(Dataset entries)
* * * * * * *

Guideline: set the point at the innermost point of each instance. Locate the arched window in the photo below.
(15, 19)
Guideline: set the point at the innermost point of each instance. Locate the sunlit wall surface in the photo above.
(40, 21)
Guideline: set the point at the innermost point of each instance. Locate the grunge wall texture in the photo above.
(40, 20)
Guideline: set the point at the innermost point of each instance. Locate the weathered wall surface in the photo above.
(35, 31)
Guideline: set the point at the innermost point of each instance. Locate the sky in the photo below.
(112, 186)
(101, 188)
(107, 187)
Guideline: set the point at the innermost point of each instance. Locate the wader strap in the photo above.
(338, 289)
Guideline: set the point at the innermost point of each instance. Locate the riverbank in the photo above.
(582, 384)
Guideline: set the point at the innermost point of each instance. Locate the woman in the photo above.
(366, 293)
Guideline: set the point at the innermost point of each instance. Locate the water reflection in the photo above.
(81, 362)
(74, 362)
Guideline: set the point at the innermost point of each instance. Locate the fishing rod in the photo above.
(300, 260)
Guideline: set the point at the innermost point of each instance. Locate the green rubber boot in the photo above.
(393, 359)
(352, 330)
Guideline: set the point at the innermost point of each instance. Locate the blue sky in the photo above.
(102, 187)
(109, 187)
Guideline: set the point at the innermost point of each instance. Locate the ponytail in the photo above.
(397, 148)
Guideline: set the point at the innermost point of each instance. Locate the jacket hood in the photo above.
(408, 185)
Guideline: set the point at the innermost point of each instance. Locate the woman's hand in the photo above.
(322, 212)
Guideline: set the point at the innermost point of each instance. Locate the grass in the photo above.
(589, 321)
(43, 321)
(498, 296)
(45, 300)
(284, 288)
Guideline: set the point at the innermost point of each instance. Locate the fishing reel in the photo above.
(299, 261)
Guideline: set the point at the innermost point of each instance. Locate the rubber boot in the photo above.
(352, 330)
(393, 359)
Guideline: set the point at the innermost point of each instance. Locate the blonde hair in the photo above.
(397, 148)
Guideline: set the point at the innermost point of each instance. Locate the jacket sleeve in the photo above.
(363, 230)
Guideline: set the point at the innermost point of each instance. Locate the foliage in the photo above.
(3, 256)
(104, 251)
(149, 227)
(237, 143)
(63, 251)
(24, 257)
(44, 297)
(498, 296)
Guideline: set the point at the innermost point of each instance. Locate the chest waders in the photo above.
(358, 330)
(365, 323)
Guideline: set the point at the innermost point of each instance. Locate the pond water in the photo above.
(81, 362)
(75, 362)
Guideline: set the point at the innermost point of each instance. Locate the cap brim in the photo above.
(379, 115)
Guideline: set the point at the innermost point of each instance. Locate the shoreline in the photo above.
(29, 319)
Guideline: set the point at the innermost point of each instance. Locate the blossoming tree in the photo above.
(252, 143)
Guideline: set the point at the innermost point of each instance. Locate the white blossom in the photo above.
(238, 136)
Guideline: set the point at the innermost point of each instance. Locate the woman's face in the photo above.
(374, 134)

* * * * * * *

[Set task]:
Starting at the line that contains "hand in the photo above.", write out every line to the end of the entries, exactly as given.

[Task output]:
Guideline: set the point at the innermost point of each instance. Locate the woman's hand in the photo above.
(322, 212)
Guideline: set the point at the innermost point of each instance. Locate the grass in the photo above.
(589, 321)
(43, 321)
(498, 296)
(45, 300)
(284, 288)
Guideline: set the point at the innermost point of each instance. Locate the fishing reel in the photo above.
(299, 261)
Guideline: set the point at the innermost point of each instance. Locate the rubber boot in the photo above.
(352, 330)
(393, 359)
Guideline: set the point at the innermost point of each instance. Locate the blonde hair in the photo above.
(397, 148)
Guideline: set the point at the innermost point of each instance. Locate the jacket sleeve in the photo above.
(363, 230)
Guideline: set the point at the innermost point of each instance. Locate the foliage in the photo above.
(3, 256)
(104, 251)
(149, 227)
(237, 143)
(63, 251)
(24, 257)
(44, 297)
(498, 296)
Guideline: set the point at the innermost point of each instance. Locate the chest waders in the photo above.
(358, 330)
(365, 323)
Guideline: set the point at the innermost point of each instance. Locate the pond water in the photo above.
(81, 362)
(75, 362)
Guideline: set the point at the innermost point of each instance. Locate the cap brim in the photo above.
(379, 115)
Guideline: set the point at the innermost point of each instance. Locate the shoreline in the photo above.
(29, 319)
Guideline: set the point at the innermost point of each instance. Locate the blossoming tree in the photo above.
(252, 143)
Guideline: set the point at the innermost point of each instance. Locate the white blossom in the photo above.
(238, 136)
Guideline: set the point at the innermost point of each instance. Locate the woman's face in the photo above.
(374, 134)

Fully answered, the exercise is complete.